**Task description:** Every line of the material must be written out again unchanged.

**Input for this task:**
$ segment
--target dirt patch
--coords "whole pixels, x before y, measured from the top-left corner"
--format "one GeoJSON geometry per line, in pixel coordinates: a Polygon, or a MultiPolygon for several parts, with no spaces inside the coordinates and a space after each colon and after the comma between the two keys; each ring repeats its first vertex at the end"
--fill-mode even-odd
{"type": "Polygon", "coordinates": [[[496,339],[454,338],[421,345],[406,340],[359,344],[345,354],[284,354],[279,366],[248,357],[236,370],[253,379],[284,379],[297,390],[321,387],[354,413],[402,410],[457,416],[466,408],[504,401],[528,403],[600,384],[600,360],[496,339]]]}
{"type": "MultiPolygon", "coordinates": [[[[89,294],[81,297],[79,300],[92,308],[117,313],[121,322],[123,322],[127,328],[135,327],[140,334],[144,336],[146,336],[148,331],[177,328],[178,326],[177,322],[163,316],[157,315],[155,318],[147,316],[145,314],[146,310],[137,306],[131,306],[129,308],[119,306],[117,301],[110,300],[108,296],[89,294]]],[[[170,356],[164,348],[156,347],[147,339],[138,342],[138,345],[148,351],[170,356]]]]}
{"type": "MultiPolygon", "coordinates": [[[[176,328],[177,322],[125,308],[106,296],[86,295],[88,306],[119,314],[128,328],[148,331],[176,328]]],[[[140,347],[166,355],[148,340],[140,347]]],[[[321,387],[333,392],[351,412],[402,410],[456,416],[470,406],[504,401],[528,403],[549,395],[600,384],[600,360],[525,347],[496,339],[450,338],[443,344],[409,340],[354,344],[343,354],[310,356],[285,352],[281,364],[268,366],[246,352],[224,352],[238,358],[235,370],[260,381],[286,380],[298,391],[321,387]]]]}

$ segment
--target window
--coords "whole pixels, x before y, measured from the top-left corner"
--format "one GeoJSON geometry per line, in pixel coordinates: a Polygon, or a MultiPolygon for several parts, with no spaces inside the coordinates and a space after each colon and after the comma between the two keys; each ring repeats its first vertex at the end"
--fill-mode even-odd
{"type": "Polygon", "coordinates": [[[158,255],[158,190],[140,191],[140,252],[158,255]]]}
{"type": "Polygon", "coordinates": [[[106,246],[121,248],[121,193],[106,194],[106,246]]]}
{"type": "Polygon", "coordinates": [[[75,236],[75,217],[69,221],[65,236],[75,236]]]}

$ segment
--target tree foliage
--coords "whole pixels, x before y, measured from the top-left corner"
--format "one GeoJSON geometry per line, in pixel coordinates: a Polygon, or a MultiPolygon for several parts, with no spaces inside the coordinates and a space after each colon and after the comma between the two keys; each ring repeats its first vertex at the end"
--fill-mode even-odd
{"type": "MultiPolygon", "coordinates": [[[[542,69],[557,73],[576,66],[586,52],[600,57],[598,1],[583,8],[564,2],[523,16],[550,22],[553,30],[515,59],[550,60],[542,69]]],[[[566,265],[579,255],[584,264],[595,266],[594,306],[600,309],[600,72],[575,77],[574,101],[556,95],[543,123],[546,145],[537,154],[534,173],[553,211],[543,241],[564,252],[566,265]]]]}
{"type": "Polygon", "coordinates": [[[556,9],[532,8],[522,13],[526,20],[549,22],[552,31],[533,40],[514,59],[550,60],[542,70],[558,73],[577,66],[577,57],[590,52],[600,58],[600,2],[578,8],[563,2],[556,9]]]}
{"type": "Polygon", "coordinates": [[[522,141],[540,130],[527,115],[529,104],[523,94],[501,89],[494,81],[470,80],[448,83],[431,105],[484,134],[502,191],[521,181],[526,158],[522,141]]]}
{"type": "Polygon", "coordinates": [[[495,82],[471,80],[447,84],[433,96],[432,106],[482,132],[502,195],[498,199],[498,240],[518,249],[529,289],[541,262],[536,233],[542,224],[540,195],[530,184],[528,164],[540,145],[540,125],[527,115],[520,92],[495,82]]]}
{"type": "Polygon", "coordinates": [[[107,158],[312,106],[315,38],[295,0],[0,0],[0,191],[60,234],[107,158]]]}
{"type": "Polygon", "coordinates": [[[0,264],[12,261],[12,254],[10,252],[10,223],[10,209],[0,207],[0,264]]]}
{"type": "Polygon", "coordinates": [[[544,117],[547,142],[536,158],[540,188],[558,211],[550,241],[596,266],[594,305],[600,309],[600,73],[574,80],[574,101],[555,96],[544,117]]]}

**The completed task:**
$ segment
--target dirt patch
--coords "whole pixels, x before y, measured from the top-left corner"
--format "one GeoJSON geometry per line, in pixel coordinates: a Polygon, or a MultiPolygon for several parts, with no spaces inside the coordinates and a space after each colon and after the comma between the two keys; each ring repeats its first vertex at the end"
--fill-mode even-odd
{"type": "Polygon", "coordinates": [[[496,339],[454,338],[421,345],[406,340],[359,344],[345,354],[284,354],[279,366],[248,357],[236,370],[253,379],[284,379],[297,390],[321,387],[354,413],[402,410],[457,416],[466,408],[504,401],[528,403],[600,384],[600,360],[496,339]]]}
{"type": "MultiPolygon", "coordinates": [[[[89,294],[81,297],[79,300],[92,308],[117,313],[121,322],[123,322],[127,328],[135,327],[140,334],[144,336],[146,336],[148,331],[177,328],[178,326],[177,322],[163,316],[157,315],[155,318],[147,316],[145,314],[146,310],[137,306],[131,306],[129,308],[119,306],[117,301],[110,300],[108,296],[89,294]]],[[[170,356],[164,348],[156,347],[147,339],[138,342],[138,345],[148,351],[170,356]]]]}
{"type": "MultiPolygon", "coordinates": [[[[176,328],[177,322],[125,308],[106,296],[86,295],[88,306],[119,314],[128,328],[148,331],[176,328]]],[[[140,347],[166,355],[148,340],[140,347]]],[[[321,387],[333,392],[351,412],[402,410],[456,416],[470,406],[504,401],[528,403],[549,395],[600,384],[600,360],[525,347],[496,339],[450,338],[443,344],[409,340],[354,344],[343,354],[310,356],[285,352],[281,364],[268,366],[246,352],[224,352],[238,358],[235,370],[260,381],[286,380],[298,391],[321,387]]]]}

$ segment
--target window
--coords "whole pixels, x before y, measured from the top-left corner"
--format "one GeoJSON geometry per line, in pixel coordinates: a Polygon, or a MultiPolygon for several parts, with no spaces inside the coordinates and a space after each colon and after the comma between the two keys; each ring repeats its first vertex at the end"
--fill-mode even-odd
{"type": "Polygon", "coordinates": [[[158,255],[158,190],[140,191],[140,252],[158,255]]]}
{"type": "Polygon", "coordinates": [[[106,246],[121,248],[121,193],[106,194],[106,246]]]}
{"type": "Polygon", "coordinates": [[[75,236],[75,217],[69,221],[65,236],[75,236]]]}

$ segment
--target tree foliage
--coords "whole pixels, x before y, measured from the top-left corner"
--format "one GeoJSON geometry per line, in pixel coordinates: a Polygon, or a MultiPolygon for several parts, with no spaces inside the coordinates and a space after each colon and after the comma between the two keys; each ring repeats its first vertex at the end"
--fill-mode even-odd
{"type": "MultiPolygon", "coordinates": [[[[542,69],[557,73],[576,66],[586,52],[600,57],[598,1],[583,8],[564,2],[523,16],[550,22],[553,30],[515,59],[550,60],[542,69]]],[[[566,265],[579,255],[584,264],[595,266],[594,306],[600,309],[600,72],[575,77],[574,101],[556,95],[543,123],[546,145],[537,154],[534,173],[553,211],[543,241],[564,252],[566,265]]]]}
{"type": "Polygon", "coordinates": [[[556,9],[532,8],[522,13],[526,20],[549,22],[552,31],[533,40],[514,59],[550,60],[542,70],[558,73],[577,66],[577,57],[590,52],[600,58],[600,2],[578,8],[563,2],[556,9]]]}
{"type": "Polygon", "coordinates": [[[522,141],[540,130],[527,115],[529,104],[523,94],[501,89],[494,81],[470,80],[448,83],[431,105],[484,134],[502,191],[521,181],[526,158],[522,141]]]}
{"type": "Polygon", "coordinates": [[[495,82],[471,80],[447,84],[433,96],[432,106],[482,132],[502,195],[498,199],[498,240],[518,249],[529,289],[541,262],[536,233],[542,224],[540,195],[530,184],[528,164],[540,145],[540,125],[527,115],[520,92],[495,82]]]}
{"type": "Polygon", "coordinates": [[[107,158],[312,106],[315,38],[295,0],[0,0],[0,191],[60,234],[107,158]]]}
{"type": "Polygon", "coordinates": [[[0,264],[12,261],[12,254],[10,252],[10,223],[10,209],[0,207],[0,264]]]}
{"type": "Polygon", "coordinates": [[[544,117],[547,142],[536,158],[540,188],[558,211],[550,241],[596,266],[594,305],[600,309],[600,73],[574,80],[574,101],[555,96],[544,117]]]}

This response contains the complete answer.